◆ ENTRIES SHOWN ◆
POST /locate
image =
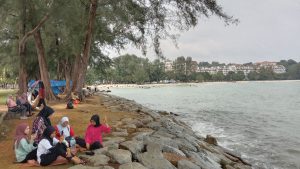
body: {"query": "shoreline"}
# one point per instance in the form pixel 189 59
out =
pixel 141 138
pixel 170 136
pixel 112 86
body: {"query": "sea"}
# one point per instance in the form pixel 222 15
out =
pixel 259 120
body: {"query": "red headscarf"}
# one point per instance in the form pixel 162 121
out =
pixel 20 133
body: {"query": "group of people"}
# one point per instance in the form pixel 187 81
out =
pixel 45 143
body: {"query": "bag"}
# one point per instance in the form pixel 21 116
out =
pixel 70 105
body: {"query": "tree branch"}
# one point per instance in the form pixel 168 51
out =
pixel 26 36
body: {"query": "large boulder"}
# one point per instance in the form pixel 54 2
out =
pixel 133 165
pixel 174 158
pixel 153 158
pixel 169 149
pixel 99 159
pixel 83 167
pixel 211 140
pixel 135 147
pixel 120 156
pixel 113 140
pixel 186 164
pixel 121 133
pixel 203 160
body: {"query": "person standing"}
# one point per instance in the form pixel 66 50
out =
pixel 41 122
pixel 93 134
pixel 24 148
pixel 41 94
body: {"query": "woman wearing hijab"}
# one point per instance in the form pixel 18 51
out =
pixel 41 94
pixel 50 148
pixel 41 122
pixel 64 129
pixel 93 134
pixel 23 146
pixel 22 100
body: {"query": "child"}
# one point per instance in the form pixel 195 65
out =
pixel 93 134
pixel 64 129
pixel 24 148
pixel 41 122
pixel 50 148
pixel 41 94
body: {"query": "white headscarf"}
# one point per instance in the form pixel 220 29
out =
pixel 65 130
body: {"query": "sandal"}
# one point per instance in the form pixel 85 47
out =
pixel 77 160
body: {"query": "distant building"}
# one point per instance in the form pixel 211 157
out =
pixel 168 65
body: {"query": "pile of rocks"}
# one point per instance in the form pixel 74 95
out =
pixel 157 140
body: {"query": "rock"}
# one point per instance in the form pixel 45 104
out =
pixel 211 140
pixel 155 125
pixel 140 136
pixel 103 150
pixel 124 134
pixel 135 147
pixel 133 165
pixel 146 119
pixel 120 156
pixel 133 126
pixel 183 144
pixel 170 149
pixel 145 130
pixel 241 166
pixel 163 132
pixel 162 141
pixel 120 129
pixel 163 113
pixel 174 158
pixel 82 167
pixel 185 164
pixel 153 158
pixel 126 120
pixel 113 140
pixel 106 167
pixel 203 161
pixel 99 159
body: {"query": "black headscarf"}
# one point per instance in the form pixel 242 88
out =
pixel 45 113
pixel 96 119
pixel 47 134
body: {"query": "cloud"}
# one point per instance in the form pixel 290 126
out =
pixel 269 30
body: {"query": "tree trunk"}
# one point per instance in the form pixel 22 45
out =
pixel 22 52
pixel 81 61
pixel 43 65
pixel 67 71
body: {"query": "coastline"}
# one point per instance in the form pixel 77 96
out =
pixel 112 86
pixel 161 140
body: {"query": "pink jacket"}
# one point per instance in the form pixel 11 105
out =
pixel 93 134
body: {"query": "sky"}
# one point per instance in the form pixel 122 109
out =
pixel 269 30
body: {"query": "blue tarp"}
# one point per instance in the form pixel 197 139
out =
pixel 56 85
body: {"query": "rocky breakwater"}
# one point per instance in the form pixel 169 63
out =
pixel 157 140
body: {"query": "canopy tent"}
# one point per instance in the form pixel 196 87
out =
pixel 56 85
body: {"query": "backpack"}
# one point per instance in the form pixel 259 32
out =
pixel 70 105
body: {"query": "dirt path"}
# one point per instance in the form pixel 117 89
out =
pixel 79 119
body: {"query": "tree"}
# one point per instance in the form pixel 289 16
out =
pixel 219 76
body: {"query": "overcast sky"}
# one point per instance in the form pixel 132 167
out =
pixel 269 30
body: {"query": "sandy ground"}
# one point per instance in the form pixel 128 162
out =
pixel 79 119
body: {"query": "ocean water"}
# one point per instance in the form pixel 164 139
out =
pixel 258 120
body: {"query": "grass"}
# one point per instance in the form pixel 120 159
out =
pixel 79 120
pixel 4 93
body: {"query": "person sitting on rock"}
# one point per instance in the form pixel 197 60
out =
pixel 64 129
pixel 41 122
pixel 50 148
pixel 93 134
pixel 23 146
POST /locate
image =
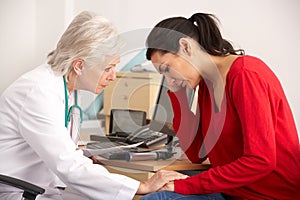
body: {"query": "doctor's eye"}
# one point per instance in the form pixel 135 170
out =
pixel 167 69
pixel 108 69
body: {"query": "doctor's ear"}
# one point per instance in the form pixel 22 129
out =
pixel 78 66
pixel 185 46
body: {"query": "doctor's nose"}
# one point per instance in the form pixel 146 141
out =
pixel 112 75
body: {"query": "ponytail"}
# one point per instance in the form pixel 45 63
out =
pixel 165 36
pixel 210 37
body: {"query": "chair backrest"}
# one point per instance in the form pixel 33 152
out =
pixel 30 190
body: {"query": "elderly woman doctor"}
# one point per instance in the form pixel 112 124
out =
pixel 35 126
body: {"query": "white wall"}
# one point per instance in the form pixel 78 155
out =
pixel 267 29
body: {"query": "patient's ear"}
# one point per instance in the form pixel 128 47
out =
pixel 77 66
pixel 185 46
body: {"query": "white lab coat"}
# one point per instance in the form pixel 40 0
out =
pixel 35 145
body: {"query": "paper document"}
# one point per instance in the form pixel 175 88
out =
pixel 95 152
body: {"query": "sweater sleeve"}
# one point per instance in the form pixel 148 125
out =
pixel 249 94
pixel 186 126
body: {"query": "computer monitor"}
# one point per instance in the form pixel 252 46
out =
pixel 162 118
pixel 126 121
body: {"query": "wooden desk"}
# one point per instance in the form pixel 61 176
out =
pixel 143 170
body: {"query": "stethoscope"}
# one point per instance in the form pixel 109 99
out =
pixel 67 110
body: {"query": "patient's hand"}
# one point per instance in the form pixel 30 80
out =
pixel 168 187
pixel 159 180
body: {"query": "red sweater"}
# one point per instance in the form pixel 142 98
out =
pixel 252 143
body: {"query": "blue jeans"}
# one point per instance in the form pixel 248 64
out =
pixel 166 195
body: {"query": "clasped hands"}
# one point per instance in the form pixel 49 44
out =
pixel 161 180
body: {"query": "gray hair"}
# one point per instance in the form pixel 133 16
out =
pixel 88 37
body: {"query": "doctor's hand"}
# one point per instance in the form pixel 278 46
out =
pixel 159 180
pixel 168 187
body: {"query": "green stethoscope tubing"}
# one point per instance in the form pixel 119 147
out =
pixel 67 111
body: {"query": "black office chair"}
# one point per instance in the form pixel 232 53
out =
pixel 30 190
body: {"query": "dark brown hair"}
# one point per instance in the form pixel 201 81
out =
pixel 202 27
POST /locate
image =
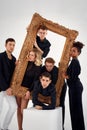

◆ SHORT TASK ◆
Write out the entire listing above verbatim, from the first line to the last, and omit the pictures.

◆ THE ANSWER ◆
POST /locate
image =
body: {"query": "shoreline"}
# one point per instance in the form pixel 189 59
out =
pixel 141 138
pixel 170 136
pixel 112 86
body: {"query": "sea"}
# one point per instance in the form pixel 222 15
out =
pixel 259 120
body: {"query": "red headscarf"}
# one point per instance in the form pixel 162 121
out =
pixel 20 133
body: {"query": "group of people"}
# one point per instance in the form pixel 187 81
out =
pixel 45 143
body: {"query": "bag"}
# one point per instance in the form pixel 21 116
out =
pixel 70 105
body: {"query": "tree branch"}
# one point per instance in the form pixel 168 51
out =
pixel 26 36
body: {"query": "large boulder"}
# one point per instance in the form pixel 54 2
out =
pixel 133 165
pixel 174 158
pixel 153 158
pixel 169 149
pixel 99 159
pixel 83 167
pixel 211 140
pixel 135 147
pixel 120 156
pixel 113 140
pixel 186 164
pixel 121 133
pixel 203 160
body: {"query": "person standing"}
# one point per instance in the form pixel 66 50
out =
pixel 41 122
pixel 93 134
pixel 24 148
pixel 41 94
body: {"query": "woman wearing hijab"}
# one point per instance in the form pixel 18 51
out =
pixel 41 94
pixel 50 148
pixel 41 122
pixel 64 129
pixel 93 134
pixel 23 146
pixel 22 100
body: {"query": "child"}
# one point per instance in the form pixel 195 65
out =
pixel 93 134
pixel 64 129
pixel 24 148
pixel 41 122
pixel 50 148
pixel 41 94
body: {"query": "white headscarf"}
# one point per instance in the form pixel 220 29
out =
pixel 65 130
body: {"query": "sandal"}
# one point per instance in the form pixel 85 47
out =
pixel 77 160
body: {"query": "distant building"}
# one point per instance in the form pixel 211 157
out =
pixel 168 65
body: {"query": "pile of rocks"}
# one point per instance in the form pixel 74 95
out =
pixel 157 140
body: {"query": "rock"}
# one point per instance in the form pixel 45 104
out =
pixel 211 140
pixel 155 125
pixel 140 136
pixel 103 150
pixel 124 134
pixel 135 147
pixel 133 165
pixel 146 119
pixel 120 156
pixel 133 126
pixel 183 144
pixel 170 149
pixel 145 130
pixel 241 166
pixel 163 132
pixel 162 141
pixel 120 129
pixel 163 113
pixel 174 158
pixel 82 167
pixel 185 164
pixel 153 158
pixel 126 120
pixel 113 140
pixel 106 167
pixel 203 161
pixel 99 159
body: {"query": "black headscarf"}
# one point per instance in the form pixel 242 88
out =
pixel 45 113
pixel 96 119
pixel 47 134
body: {"query": "cloud"}
# one point per instance in the form pixel 290 126
out =
pixel 269 30
body: {"query": "tree trunk"}
# one point per instance in the form pixel 22 45
out =
pixel 22 52
pixel 81 61
pixel 43 65
pixel 67 71
body: {"query": "coastline"}
# one point per instance in the form pixel 77 96
out =
pixel 112 86
pixel 161 140
body: {"query": "pink jacket"}
# one point per instance in the form pixel 11 105
out =
pixel 93 134
body: {"query": "sky"}
# one point per instance in the form pixel 122 109
out =
pixel 269 30
body: {"query": "blue tarp"}
# one point per instance in the form pixel 197 139
out =
pixel 56 85
body: {"query": "rocky breakwater"}
# one point per instance in the form pixel 169 63
out =
pixel 157 140
body: {"query": "canopy tent"}
# one point per instance in the form pixel 196 87
out =
pixel 56 85
body: {"query": "backpack"}
# one point per instance in the form pixel 259 32
out =
pixel 70 105
body: {"query": "dirt path"}
# one point per instance in the form pixel 117 89
out =
pixel 79 119
body: {"query": "tree"}
# one point per instance in the form pixel 289 16
out =
pixel 219 76
body: {"query": "overcast sky"}
# one point per instance in the form pixel 132 167
out =
pixel 269 30
body: {"query": "sandy ground"}
# one point per instance in the form pixel 128 162
out =
pixel 79 119
body: {"query": "ocean water"}
# one point per instance in the form pixel 164 139
out =
pixel 258 120
body: {"query": "grass"}
# one point per instance in the form pixel 120 159
out =
pixel 79 120
pixel 4 93
body: {"query": "person sitting on rock"}
# one point per instance in the form pixel 197 60
out =
pixel 64 129
pixel 41 122
pixel 50 148
pixel 93 134
pixel 23 146
POST /locate
image =
body: {"query": "doctor's eye"}
# one point per instance in the form pixel 135 170
out =
pixel 167 69
pixel 108 69
body: {"query": "doctor's ear"}
# one point per instance in the form pixel 22 129
out =
pixel 78 66
pixel 185 46
body: {"query": "doctor's nose"}
# one point per instance in the form pixel 146 141
out =
pixel 112 75
body: {"query": "ponytail"}
# one point per instance in the form pixel 45 63
out =
pixel 165 36
pixel 210 37
body: {"query": "chair backrest"}
# one point per instance in the form pixel 33 152
out =
pixel 30 190
body: {"query": "elderly woman doctor"}
# one point per instance in the form pixel 112 124
out =
pixel 35 126
body: {"query": "white wall"}
# one point per instance in the form pixel 78 155
out =
pixel 267 29
body: {"query": "patient's ear"}
# one point per instance in the form pixel 128 47
out =
pixel 77 66
pixel 185 46
body: {"query": "white lab coat"}
# one point per instance in the form pixel 40 0
out =
pixel 35 145
body: {"query": "paper document"}
# one point per instance in the form pixel 175 88
out =
pixel 95 152
body: {"query": "sweater sleeve"}
# one point per instance in the form pixel 148 125
out =
pixel 249 94
pixel 186 126
body: {"query": "computer monitor"}
# one point per instance in the form pixel 252 46
out =
pixel 162 118
pixel 126 121
body: {"query": "wooden desk"}
# one point per instance in the form pixel 61 176
out =
pixel 143 170
body: {"query": "stethoscope"}
# one point per instance in the form pixel 109 99
out =
pixel 67 110
body: {"query": "patient's hand"}
# one point per instance in the form pixel 30 80
out =
pixel 168 187
pixel 159 180
body: {"query": "red sweater"}
# one point per instance in the form pixel 142 98
out =
pixel 252 143
body: {"query": "blue jeans"}
# one point per instance in the form pixel 248 64
out =
pixel 166 195
body: {"query": "clasped hands"}
# one point per instance in the form pixel 49 44
out =
pixel 161 180
body: {"query": "gray hair"}
# one point per instance in the form pixel 133 16
out =
pixel 88 37
body: {"query": "doctor's hand"}
# one point per instance in the form pixel 278 46
out =
pixel 159 180
pixel 168 187
body: {"query": "green stethoscope tubing"}
# one point per instance in the form pixel 119 147
out =
pixel 67 111
body: {"query": "black office chair"}
# one point per instance in the form pixel 232 53
out =
pixel 30 190
body: {"query": "dark brown hair"}
# one point per instance in the form pixel 201 81
out =
pixel 202 27
POST /locate
image =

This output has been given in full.